_Records supplied_
=======
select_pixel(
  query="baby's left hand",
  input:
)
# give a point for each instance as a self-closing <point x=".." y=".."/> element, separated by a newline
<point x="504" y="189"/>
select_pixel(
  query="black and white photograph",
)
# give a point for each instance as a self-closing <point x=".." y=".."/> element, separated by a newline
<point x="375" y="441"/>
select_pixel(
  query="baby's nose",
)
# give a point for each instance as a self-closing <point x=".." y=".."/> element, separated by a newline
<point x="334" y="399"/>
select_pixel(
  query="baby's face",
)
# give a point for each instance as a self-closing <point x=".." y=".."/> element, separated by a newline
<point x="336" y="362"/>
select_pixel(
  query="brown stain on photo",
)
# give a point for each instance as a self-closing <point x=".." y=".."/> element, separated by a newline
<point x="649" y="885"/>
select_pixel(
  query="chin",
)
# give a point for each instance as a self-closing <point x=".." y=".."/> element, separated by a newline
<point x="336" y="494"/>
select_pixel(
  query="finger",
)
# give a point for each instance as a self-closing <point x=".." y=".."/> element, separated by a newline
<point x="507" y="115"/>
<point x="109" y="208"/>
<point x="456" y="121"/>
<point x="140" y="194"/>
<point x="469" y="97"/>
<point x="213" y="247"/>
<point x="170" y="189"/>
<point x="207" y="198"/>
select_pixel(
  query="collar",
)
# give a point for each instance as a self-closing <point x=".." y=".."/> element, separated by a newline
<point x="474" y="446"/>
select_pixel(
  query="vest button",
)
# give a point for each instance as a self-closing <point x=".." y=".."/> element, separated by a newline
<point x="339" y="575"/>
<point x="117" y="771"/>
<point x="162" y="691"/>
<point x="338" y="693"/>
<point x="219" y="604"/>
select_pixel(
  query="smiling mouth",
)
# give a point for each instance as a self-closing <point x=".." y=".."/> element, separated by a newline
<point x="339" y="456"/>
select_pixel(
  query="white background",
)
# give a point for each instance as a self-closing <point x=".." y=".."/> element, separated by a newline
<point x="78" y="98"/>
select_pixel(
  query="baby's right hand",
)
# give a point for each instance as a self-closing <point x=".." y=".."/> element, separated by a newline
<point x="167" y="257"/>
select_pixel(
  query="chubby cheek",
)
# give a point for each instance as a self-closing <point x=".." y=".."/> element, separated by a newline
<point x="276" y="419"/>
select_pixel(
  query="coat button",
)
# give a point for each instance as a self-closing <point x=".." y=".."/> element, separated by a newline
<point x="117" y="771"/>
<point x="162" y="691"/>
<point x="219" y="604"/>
=======
_Instruction_
Please output the entries above, every line exactly as it reads.

_Reply_
select_pixel(
  query="baby's left hand",
  input:
)
# give a point for each instance as a self-closing <point x=".." y=".."/> element, separated by a newline
<point x="504" y="189"/>
select_pixel(
  query="black and white photograph",
)
# give a point for each instance as a self-closing <point x=".." y=".."/> element, separated by a newline
<point x="375" y="441"/>
select_pixel(
  query="baby's nose",
)
# give a point for each instance as a self-closing <point x=".." y=".."/> element, separated by a newline
<point x="334" y="399"/>
select_pixel(
  query="baby's face",
)
# give a point for each instance as a self-closing <point x=".." y=".."/> element, separated by a newline
<point x="336" y="362"/>
select_pixel(
  query="brown stain on photo",
)
# give a point for each instance as a self-closing <point x=".." y=".."/> element, separated by a newline
<point x="649" y="885"/>
select_pixel(
  query="chin",
)
# give a point for each instance as a self-closing <point x=".." y=".."/> element, separated by a newline
<point x="336" y="494"/>
select_pixel(
  query="finger",
)
# give a point for each instance as a self-closing <point x=".." y=".."/> element, separated by a newline
<point x="507" y="115"/>
<point x="109" y="208"/>
<point x="456" y="121"/>
<point x="140" y="194"/>
<point x="469" y="97"/>
<point x="213" y="247"/>
<point x="170" y="189"/>
<point x="207" y="198"/>
select_pixel(
  query="collar",
)
# give a point for each instance as a self-closing <point x=".." y=".."/> element, separated by a newline
<point x="474" y="446"/>
select_pixel(
  query="vest button",
)
# give a point for each instance as a self-closing <point x=".." y=".."/> element, separated by a newline
<point x="339" y="575"/>
<point x="117" y="771"/>
<point x="162" y="691"/>
<point x="338" y="693"/>
<point x="219" y="604"/>
select_pixel(
  query="smiling mouth",
)
# give a point for each instance as a self-closing <point x=".." y=".."/> element, separated by a newline
<point x="339" y="456"/>
select_pixel(
  query="white background",
)
# give a point for each instance as a self-closing <point x=".." y=".."/> element, separated by a newline
<point x="78" y="98"/>
select_pixel(
  query="baby's right hand",
)
# give a point for each instance as a self-closing <point x=".." y=".."/> element, separated by a newline
<point x="167" y="257"/>
select_pixel(
  query="chubby cheek",
)
# give a point for each instance as a self-closing <point x=".." y=".."/> element, separated by a newline
<point x="276" y="419"/>
select_pixel(
  query="coat button",
)
# give a point for each instance as a self-closing <point x=".." y=".."/> element, separated by a newline
<point x="117" y="771"/>
<point x="162" y="691"/>
<point x="219" y="604"/>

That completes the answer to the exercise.